→ **The request**
Give the entries again exactly, every one of them.

--- Begin ---

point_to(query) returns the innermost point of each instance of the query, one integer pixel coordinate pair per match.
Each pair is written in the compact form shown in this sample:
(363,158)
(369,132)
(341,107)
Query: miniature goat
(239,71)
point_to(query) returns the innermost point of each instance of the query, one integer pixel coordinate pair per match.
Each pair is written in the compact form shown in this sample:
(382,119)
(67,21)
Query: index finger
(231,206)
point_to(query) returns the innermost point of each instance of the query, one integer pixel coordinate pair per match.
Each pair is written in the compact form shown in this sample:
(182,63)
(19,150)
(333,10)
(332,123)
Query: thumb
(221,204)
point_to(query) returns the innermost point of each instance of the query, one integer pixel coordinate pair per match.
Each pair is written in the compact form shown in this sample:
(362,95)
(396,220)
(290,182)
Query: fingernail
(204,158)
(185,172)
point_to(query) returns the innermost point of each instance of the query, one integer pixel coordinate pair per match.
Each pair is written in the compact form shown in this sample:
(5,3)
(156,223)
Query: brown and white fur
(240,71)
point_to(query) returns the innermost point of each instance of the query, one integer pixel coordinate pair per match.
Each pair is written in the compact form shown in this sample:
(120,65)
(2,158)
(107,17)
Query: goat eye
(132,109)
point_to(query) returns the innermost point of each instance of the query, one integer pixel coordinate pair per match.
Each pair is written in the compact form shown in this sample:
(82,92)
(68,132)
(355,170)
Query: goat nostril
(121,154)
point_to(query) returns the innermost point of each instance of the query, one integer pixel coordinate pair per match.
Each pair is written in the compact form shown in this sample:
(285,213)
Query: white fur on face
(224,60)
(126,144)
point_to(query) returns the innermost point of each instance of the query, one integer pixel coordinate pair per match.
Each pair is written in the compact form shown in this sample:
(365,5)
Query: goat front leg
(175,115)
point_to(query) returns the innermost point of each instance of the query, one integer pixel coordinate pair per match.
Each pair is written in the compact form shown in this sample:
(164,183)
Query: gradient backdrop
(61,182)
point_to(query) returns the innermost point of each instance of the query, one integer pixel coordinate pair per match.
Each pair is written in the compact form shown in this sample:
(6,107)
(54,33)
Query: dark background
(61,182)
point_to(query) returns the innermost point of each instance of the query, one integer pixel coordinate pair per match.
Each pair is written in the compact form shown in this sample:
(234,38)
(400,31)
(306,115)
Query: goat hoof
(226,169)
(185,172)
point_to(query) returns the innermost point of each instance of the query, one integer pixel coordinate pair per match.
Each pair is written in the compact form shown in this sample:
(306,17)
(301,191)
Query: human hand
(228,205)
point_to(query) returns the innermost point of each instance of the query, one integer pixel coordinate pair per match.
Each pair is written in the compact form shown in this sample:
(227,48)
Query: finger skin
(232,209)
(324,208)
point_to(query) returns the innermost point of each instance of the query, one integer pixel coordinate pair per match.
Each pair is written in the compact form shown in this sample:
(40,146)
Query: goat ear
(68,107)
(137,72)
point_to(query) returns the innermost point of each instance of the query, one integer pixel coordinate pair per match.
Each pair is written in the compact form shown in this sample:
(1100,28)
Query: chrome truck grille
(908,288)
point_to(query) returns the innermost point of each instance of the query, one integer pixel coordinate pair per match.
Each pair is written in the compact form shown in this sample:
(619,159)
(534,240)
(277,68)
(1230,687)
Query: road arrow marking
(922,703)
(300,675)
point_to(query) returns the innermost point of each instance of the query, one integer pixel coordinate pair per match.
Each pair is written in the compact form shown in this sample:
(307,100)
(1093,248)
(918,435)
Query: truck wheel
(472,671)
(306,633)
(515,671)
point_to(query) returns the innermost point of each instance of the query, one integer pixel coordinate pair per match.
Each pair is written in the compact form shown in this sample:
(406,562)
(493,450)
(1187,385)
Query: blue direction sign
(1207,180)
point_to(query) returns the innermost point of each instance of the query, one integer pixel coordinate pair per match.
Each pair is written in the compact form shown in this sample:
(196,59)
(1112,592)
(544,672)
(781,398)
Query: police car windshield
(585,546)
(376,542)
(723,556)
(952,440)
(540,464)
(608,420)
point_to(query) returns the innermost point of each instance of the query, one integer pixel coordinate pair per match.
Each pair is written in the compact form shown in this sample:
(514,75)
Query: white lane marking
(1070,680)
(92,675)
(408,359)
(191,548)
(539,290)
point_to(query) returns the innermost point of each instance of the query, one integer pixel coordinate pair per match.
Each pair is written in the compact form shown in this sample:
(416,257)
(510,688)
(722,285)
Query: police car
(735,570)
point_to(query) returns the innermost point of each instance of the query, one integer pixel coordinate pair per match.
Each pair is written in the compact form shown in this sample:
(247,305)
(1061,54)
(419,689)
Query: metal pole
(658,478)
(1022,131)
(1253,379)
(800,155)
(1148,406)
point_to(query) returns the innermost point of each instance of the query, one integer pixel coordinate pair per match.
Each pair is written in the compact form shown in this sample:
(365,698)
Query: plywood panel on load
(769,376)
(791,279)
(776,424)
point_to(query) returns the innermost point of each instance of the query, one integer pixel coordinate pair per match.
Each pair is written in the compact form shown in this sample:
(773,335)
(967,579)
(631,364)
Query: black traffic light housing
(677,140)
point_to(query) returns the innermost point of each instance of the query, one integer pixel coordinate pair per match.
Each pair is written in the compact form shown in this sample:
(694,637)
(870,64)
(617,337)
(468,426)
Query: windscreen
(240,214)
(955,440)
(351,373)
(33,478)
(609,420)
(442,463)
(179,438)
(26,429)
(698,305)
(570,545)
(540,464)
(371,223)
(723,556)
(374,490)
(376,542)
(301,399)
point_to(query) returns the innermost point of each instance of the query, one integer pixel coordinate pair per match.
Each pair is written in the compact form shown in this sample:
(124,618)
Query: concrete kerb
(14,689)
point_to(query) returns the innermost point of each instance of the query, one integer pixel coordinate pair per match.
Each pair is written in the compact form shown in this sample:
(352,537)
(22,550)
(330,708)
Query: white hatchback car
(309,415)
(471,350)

--- End ---

→ **Task solution**
point_to(query) returns the innermost point of each instance of the query, one integer pixel coordinate pair per match.
Each pair is written in the compact form shown in this sample:
(363,158)
(369,132)
(341,107)
Query: miniature goat
(239,71)
point_to(query) returns the innermost point of each instance of the query, one integer pixel coordinate pair per match.
Each pair is written in the compact form shown in this sample:
(382,119)
(67,21)
Query: index finger
(231,206)
point_to(query) returns the innermost point of each instance of the query, one integer pixel coordinate pair per match.
Each pair is written in the compact form shown in this sample:
(182,63)
(19,150)
(333,10)
(332,123)
Query: thumb
(221,204)
point_to(query) returns the innermost point of each instance of the query, one integer pixel coordinate pair per match.
Each pair is written in the compact form shown in this sample:
(362,95)
(396,220)
(290,182)
Query: fingernail
(204,158)
(185,172)
point_to(query) returns the innermost point of each instance of the query, one integer pixel coordinate pair per match.
Each pair is written in the compact form shown in this sample:
(5,3)
(156,223)
Query: brown and white fur
(240,71)
point_to(query) returns the innermost point of each instance of the query, one integer pixel coordinate pair per match.
Each pair is written in the compact form shown in this sample:
(120,65)
(2,158)
(107,17)
Query: goat eye
(132,109)
point_to(query) returns the innermost point of each instance of the query, one integer pixel coordinate pair per match.
Each pair is written in the compact form shown in this sample:
(82,92)
(68,132)
(355,170)
Query: goat nostril
(121,154)
point_to(query) returns the innermost point of each instance of the query, one integer pixel coordinate pair per match.
Each pair is written in the compact form shown in this sample:
(285,213)
Query: white fur on face
(224,60)
(126,144)
point_to(query) returns the innermost point of each instance of the query, one integer pixel coordinate pair per match.
Each pair is written in the compact form shown in this sample:
(365,5)
Query: goat front leg
(175,115)
point_to(query) returns the innermost point of each instance of the query, one integer pixel coordinate pair per match.
Each pair is written in the compact form shown in this sample:
(164,183)
Query: gradient backdrop
(61,182)
point_to(query) returns the innermost point of each instance of the query, one integer pixel coordinate pair per match.
Each pair is written in the compact form shown in this sample:
(6,107)
(54,33)
Query: dark background
(61,182)
point_to(query) returns the innermost point of each instance of the query, one integer pixel coordinate pair per match.
Each pair is written in the compact form shown in this sample:
(234,38)
(400,31)
(306,115)
Query: goat hoof
(226,169)
(185,172)
point_to(query) returns the innermost point of each instance of the query, one integer pixel coordinate pair per match.
Each pair is written in the compact form shown in this sample:
(306,17)
(301,191)
Query: human hand
(228,205)
point_to(query) returns the innermost point of each instance of the query, one integer pixel coordinate pair per match.
Each pair is written in the compact form shown in this sample:
(227,48)
Query: finger skin
(232,209)
(324,208)
point_to(query) returns the innermost point of each instance of the query, one integer pixel coordinate pair per match.
Each pair is written in the compact form shown in this sample:
(40,146)
Query: goat ear
(68,107)
(137,72)
point_to(query) returns the innermost point of each instance of the query, one integer pixel coordinate pair per match.
Each pair is written in the compact form shown in this sample:
(1100,28)
Query: chrome truck grille
(908,288)
point_to(query) returns the innermost point of each instance of the query, one integer pixel coordinate pair per match.
Each pair is written in the compact form shown in this sample:
(619,159)
(534,240)
(277,68)
(1230,687)
Query: road arrow marking
(922,703)
(300,675)
point_to(query) returns the innermost point of each instance of the query, one integer pixel coordinate pair per match.
Each pair is written in the compact form shown in this sample:
(307,100)
(1093,248)
(918,435)
Query: truck wheel
(472,671)
(306,633)
(515,671)
point_to(query) returns the innermost point of each instance of the query, one integer pixel coordinate pair per match.
Each pair is written in the compact form shown in this sample:
(406,562)
(493,450)
(1187,385)
Query: blue direction sign
(1207,180)
point_to(query) returns the innermost point of each instance of the query, one integer pixel coordinate pair per match.
Each pair is written in the compact form shown in this sample:
(196,59)
(1112,592)
(544,672)
(781,398)
Query: police car windshield
(585,546)
(376,542)
(723,556)
(952,440)
(540,464)
(608,420)
point_to(query) returns the innermost point of each instance of the query, one integer pixel coordinate pair per match.
Each pair is written in the compact form shown in this sample:
(514,75)
Query: white lane marking
(1070,680)
(92,675)
(408,359)
(191,548)
(539,290)
point_to(query) returns the innermost point of each instance of the query, one integer pixel coordinate pair per match.
Each pair is written in the compact form shown in this sample:
(416,257)
(510,688)
(722,285)
Query: police car
(735,570)
point_to(query) returns the innermost point of each instance of the query, one integer pixel coordinate pair per match.
Each pair is written in the compact form shown in this sample:
(247,305)
(1061,54)
(419,689)
Query: metal pole
(658,478)
(1022,131)
(1253,379)
(800,155)
(1148,406)
point_to(query) returns the innermost point of each instance of the query, one integer pixel coordinate pair per match.
Each pair is written in the compact form shown in this sample:
(365,698)
Query: plywood panel on load
(769,376)
(791,279)
(776,424)
point_to(query) returns the innermost point of each instance of the query, one integer pixel coordinate pair per match.
Each pair is written in the compact form shown in this sample:
(773,335)
(967,579)
(631,364)
Query: black traffic light housing
(677,140)
point_to(query) returns the innermost point of each instance of the query, one integer pixel coordinate pair per match.
Each pair is written in the compact form shown in this sample:
(694,637)
(870,64)
(617,337)
(468,426)
Query: windscreen
(240,214)
(955,440)
(351,373)
(33,478)
(609,420)
(442,463)
(179,438)
(26,429)
(698,305)
(570,545)
(540,464)
(371,223)
(723,556)
(374,490)
(376,542)
(301,399)
point_to(query) returns the innermost point of each instance of the query, one integer pixel coordinate pair per match.
Each pair is written in the compact form shown in this sample:
(124,618)
Query: concrete kerb
(14,689)
point_to(query) returns the innermost point of each instance of the query, one integer pixel coordinate pair per match.
Each pair is written in the compact form shown in this sample:
(352,537)
(22,550)
(330,708)
Query: white hatchback car
(309,415)
(471,350)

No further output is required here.